→ **What you need to do**
Please output exactly the run of lines that starts at the line with "Exercise. Point to every instance of the wet" and ends at the last line of the records below.

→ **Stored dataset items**

•••

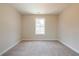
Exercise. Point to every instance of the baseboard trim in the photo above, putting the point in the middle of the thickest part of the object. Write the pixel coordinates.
(9, 48)
(69, 46)
(39, 39)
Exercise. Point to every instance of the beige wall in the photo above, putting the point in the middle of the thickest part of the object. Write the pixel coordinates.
(28, 24)
(10, 27)
(69, 27)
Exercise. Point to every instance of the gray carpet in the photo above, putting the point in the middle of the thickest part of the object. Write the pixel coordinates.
(40, 48)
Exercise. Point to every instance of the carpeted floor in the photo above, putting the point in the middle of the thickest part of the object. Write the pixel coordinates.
(40, 48)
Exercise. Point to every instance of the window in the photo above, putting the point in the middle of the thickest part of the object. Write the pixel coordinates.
(40, 26)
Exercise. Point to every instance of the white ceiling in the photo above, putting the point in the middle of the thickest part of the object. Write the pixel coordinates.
(40, 8)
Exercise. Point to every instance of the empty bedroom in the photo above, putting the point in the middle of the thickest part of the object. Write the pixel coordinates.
(39, 29)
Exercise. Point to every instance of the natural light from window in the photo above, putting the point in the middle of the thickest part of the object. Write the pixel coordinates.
(40, 26)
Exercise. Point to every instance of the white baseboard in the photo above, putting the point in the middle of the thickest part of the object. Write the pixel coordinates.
(69, 46)
(9, 48)
(39, 39)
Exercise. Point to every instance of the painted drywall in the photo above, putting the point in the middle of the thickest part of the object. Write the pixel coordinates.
(28, 27)
(10, 27)
(69, 27)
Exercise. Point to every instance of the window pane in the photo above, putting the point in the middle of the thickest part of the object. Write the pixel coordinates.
(40, 26)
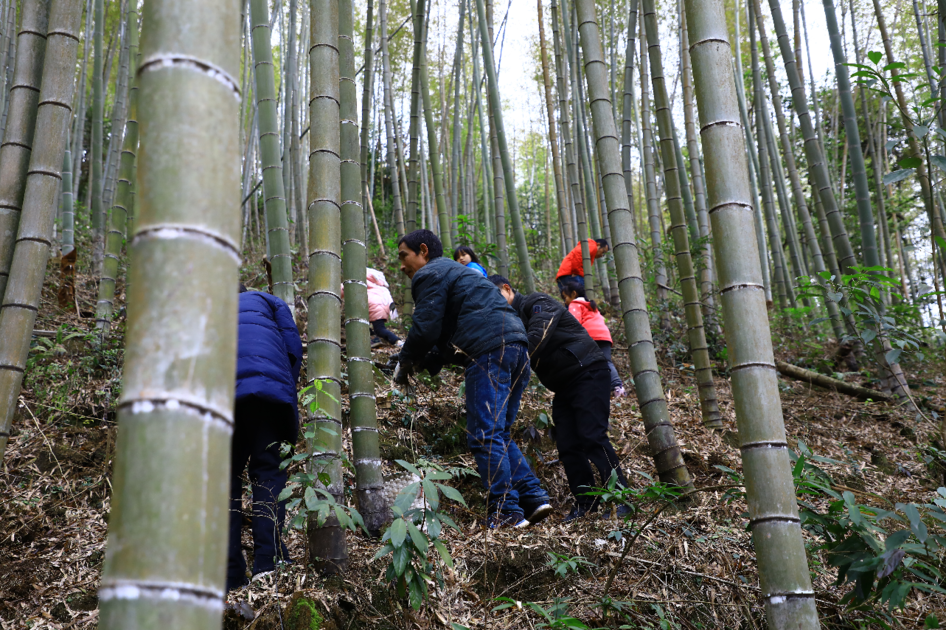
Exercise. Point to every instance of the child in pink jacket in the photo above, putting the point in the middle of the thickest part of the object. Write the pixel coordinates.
(379, 306)
(573, 294)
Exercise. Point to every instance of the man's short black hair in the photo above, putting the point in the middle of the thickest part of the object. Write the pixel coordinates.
(415, 239)
(499, 281)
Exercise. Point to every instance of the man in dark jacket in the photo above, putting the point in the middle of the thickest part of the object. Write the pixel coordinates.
(459, 318)
(269, 358)
(568, 362)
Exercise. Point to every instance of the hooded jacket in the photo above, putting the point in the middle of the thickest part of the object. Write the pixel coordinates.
(591, 319)
(269, 354)
(460, 312)
(559, 347)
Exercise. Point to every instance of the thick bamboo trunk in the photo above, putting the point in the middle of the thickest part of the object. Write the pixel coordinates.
(24, 287)
(167, 540)
(699, 350)
(98, 107)
(21, 120)
(650, 396)
(274, 191)
(67, 209)
(650, 184)
(364, 423)
(118, 216)
(773, 514)
(327, 543)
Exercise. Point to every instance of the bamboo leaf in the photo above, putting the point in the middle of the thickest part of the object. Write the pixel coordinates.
(897, 176)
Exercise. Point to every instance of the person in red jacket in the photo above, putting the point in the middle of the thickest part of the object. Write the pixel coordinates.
(571, 266)
(587, 313)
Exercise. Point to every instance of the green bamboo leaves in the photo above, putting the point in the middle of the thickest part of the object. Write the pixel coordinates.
(776, 528)
(168, 530)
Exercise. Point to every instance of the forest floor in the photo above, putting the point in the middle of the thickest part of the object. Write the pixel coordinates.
(692, 567)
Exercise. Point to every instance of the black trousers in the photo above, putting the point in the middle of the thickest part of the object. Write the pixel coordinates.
(258, 429)
(379, 329)
(581, 412)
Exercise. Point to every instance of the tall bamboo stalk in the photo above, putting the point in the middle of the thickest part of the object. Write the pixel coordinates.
(413, 169)
(98, 107)
(865, 211)
(364, 423)
(699, 351)
(118, 216)
(813, 151)
(776, 529)
(571, 154)
(797, 191)
(167, 541)
(24, 286)
(390, 141)
(553, 140)
(327, 544)
(366, 101)
(436, 172)
(21, 121)
(696, 169)
(650, 185)
(274, 192)
(653, 405)
(495, 104)
(67, 210)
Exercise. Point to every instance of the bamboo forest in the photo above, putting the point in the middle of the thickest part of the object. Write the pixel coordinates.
(461, 314)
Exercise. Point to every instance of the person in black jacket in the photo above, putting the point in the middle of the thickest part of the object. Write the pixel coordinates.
(269, 357)
(459, 318)
(568, 362)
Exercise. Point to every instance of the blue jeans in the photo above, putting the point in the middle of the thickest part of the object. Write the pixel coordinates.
(494, 385)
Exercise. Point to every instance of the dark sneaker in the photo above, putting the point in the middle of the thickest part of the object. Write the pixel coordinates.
(621, 512)
(503, 520)
(539, 513)
(579, 511)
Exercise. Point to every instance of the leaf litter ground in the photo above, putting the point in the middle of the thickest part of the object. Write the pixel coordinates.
(691, 568)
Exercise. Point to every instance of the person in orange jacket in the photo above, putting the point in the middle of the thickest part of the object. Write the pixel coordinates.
(587, 313)
(572, 268)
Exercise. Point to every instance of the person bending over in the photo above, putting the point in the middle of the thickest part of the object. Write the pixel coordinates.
(588, 315)
(467, 257)
(269, 357)
(572, 268)
(569, 363)
(460, 318)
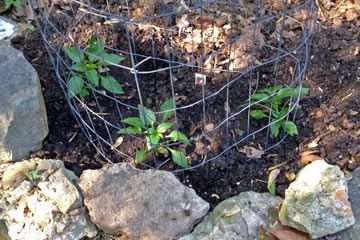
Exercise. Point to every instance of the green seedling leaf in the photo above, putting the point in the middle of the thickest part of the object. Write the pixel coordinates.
(271, 90)
(275, 127)
(111, 85)
(112, 59)
(75, 86)
(134, 121)
(260, 96)
(93, 77)
(140, 155)
(84, 92)
(149, 115)
(167, 105)
(258, 114)
(176, 135)
(164, 126)
(78, 67)
(179, 158)
(74, 54)
(290, 128)
(130, 130)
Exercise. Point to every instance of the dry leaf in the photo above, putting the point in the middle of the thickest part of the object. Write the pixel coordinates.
(314, 143)
(117, 143)
(252, 152)
(308, 157)
(283, 232)
(215, 196)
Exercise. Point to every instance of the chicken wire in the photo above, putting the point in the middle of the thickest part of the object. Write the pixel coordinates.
(239, 46)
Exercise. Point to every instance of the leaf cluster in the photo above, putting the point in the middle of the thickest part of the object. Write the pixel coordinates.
(88, 66)
(156, 133)
(276, 100)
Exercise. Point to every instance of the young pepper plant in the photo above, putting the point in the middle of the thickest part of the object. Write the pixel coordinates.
(88, 66)
(280, 107)
(155, 134)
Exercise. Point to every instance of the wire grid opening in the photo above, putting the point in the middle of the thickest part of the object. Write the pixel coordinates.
(210, 57)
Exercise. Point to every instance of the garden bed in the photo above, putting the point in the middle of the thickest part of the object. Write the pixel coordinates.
(329, 112)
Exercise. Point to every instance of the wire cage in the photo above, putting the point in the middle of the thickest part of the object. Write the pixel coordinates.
(174, 84)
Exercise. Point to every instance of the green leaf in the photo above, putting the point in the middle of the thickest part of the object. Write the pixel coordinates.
(93, 77)
(112, 58)
(271, 90)
(78, 67)
(176, 135)
(274, 127)
(75, 85)
(140, 155)
(272, 188)
(258, 114)
(84, 92)
(130, 130)
(179, 158)
(164, 126)
(167, 105)
(290, 128)
(74, 54)
(149, 115)
(134, 121)
(260, 96)
(111, 85)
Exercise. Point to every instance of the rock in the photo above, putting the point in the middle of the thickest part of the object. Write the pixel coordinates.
(60, 189)
(140, 204)
(238, 218)
(29, 211)
(352, 233)
(316, 202)
(23, 121)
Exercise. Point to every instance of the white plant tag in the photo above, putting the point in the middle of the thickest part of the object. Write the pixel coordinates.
(200, 79)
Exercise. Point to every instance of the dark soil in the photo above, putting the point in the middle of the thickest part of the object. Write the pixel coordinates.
(329, 112)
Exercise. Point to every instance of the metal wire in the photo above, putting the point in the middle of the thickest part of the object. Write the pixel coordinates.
(253, 47)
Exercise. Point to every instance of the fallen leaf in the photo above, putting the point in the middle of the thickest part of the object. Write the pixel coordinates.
(308, 157)
(215, 196)
(252, 152)
(314, 143)
(283, 232)
(277, 165)
(117, 143)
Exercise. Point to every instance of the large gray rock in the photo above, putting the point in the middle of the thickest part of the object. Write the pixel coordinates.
(238, 218)
(28, 211)
(140, 204)
(317, 201)
(23, 122)
(353, 233)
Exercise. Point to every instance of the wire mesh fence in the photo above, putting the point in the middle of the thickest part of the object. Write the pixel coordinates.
(176, 84)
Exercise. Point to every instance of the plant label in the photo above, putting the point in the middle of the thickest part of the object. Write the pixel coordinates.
(200, 79)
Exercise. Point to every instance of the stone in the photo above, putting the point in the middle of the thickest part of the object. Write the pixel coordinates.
(238, 218)
(23, 121)
(60, 189)
(352, 233)
(16, 174)
(140, 204)
(317, 201)
(28, 211)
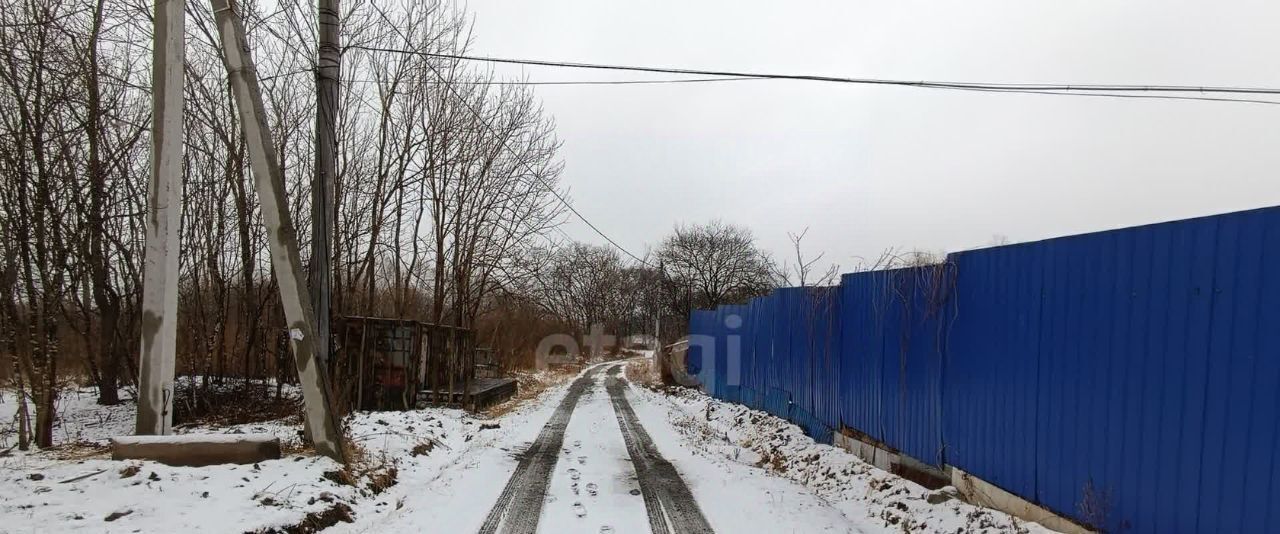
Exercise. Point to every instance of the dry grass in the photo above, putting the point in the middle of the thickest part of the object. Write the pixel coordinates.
(643, 373)
(232, 404)
(533, 384)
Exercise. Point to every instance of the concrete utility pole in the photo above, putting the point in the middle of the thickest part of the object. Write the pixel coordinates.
(164, 210)
(321, 420)
(327, 169)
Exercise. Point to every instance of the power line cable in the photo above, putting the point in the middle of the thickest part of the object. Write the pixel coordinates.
(530, 169)
(1047, 89)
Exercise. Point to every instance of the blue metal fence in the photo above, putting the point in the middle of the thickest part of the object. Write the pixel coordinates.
(1129, 379)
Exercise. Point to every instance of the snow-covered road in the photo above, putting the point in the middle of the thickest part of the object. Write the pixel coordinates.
(600, 455)
(593, 485)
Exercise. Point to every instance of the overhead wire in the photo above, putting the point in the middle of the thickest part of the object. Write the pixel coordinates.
(1114, 91)
(1110, 90)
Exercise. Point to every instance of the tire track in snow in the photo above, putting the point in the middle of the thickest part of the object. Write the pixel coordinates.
(670, 503)
(520, 505)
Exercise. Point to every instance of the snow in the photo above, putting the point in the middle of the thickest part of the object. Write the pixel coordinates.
(156, 497)
(748, 470)
(726, 446)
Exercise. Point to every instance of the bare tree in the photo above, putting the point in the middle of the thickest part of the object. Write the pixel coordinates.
(712, 264)
(804, 268)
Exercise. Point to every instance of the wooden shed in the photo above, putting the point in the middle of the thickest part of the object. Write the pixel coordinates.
(400, 364)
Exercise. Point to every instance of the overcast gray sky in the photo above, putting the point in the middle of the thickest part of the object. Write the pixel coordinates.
(869, 168)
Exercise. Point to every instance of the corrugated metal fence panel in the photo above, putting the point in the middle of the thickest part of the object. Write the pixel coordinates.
(1129, 379)
(776, 397)
(1239, 485)
(699, 332)
(991, 366)
(912, 361)
(1105, 346)
(826, 370)
(862, 347)
(736, 323)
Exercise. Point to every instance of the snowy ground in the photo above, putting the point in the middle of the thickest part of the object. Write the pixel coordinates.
(748, 471)
(40, 492)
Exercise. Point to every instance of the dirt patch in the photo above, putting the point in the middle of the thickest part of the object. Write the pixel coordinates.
(315, 521)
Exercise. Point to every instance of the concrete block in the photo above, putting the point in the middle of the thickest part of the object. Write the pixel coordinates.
(197, 450)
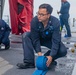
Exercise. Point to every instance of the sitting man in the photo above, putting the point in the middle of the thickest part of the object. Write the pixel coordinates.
(4, 34)
(45, 31)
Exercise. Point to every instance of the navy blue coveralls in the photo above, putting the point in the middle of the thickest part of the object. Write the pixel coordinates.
(65, 6)
(4, 33)
(40, 36)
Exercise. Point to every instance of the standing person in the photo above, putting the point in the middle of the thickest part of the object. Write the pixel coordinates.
(4, 34)
(64, 11)
(45, 31)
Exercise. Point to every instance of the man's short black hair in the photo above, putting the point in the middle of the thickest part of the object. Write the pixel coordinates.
(48, 7)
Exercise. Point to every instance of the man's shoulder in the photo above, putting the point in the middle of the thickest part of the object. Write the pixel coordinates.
(53, 18)
(35, 19)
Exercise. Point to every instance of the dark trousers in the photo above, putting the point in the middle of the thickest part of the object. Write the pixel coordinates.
(29, 49)
(64, 21)
(5, 41)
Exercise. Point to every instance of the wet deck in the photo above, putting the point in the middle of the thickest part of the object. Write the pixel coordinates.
(9, 58)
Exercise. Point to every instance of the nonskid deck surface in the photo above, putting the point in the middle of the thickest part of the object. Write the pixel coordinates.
(9, 58)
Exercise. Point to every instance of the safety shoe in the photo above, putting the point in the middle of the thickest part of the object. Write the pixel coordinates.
(25, 65)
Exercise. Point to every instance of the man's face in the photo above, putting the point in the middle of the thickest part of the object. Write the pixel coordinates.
(43, 15)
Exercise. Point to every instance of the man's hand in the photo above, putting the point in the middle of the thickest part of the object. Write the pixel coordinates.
(39, 54)
(49, 61)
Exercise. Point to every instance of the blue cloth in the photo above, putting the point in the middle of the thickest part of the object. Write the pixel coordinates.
(41, 66)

•••

→ **Result of the task**
Exercise. Point to every instance of the wet deck in the photo above, putting the point in the middle of the thickest part of the object. Write the pixel coordinates.
(9, 58)
Exercise. Point to every instance of the nonskid deck surface in the photo above, putting the point in the middle of the thickest part of the object. Write the pixel coordinates.
(9, 58)
Exercise. Point to every instance of the safety shoe in the photo above, putting the point in the middle of the thickest part of the object. Write the pixel coordinates.
(25, 65)
Exercise. Point to every instance of the man's face in the photo above, putting the point in the middle of the thickest part of the object. Write the pixel coordinates.
(43, 15)
Exercise. Point to every instance of the man's hand in the photo above, putting the point in the middle of the thickest part of the object. Write the pixel coordinates.
(39, 54)
(49, 61)
Exercise. Point to every instance of the blue cloth in the photo above, putting the point in the middle of the thickest part of the object. Write the pixel coordinates.
(41, 66)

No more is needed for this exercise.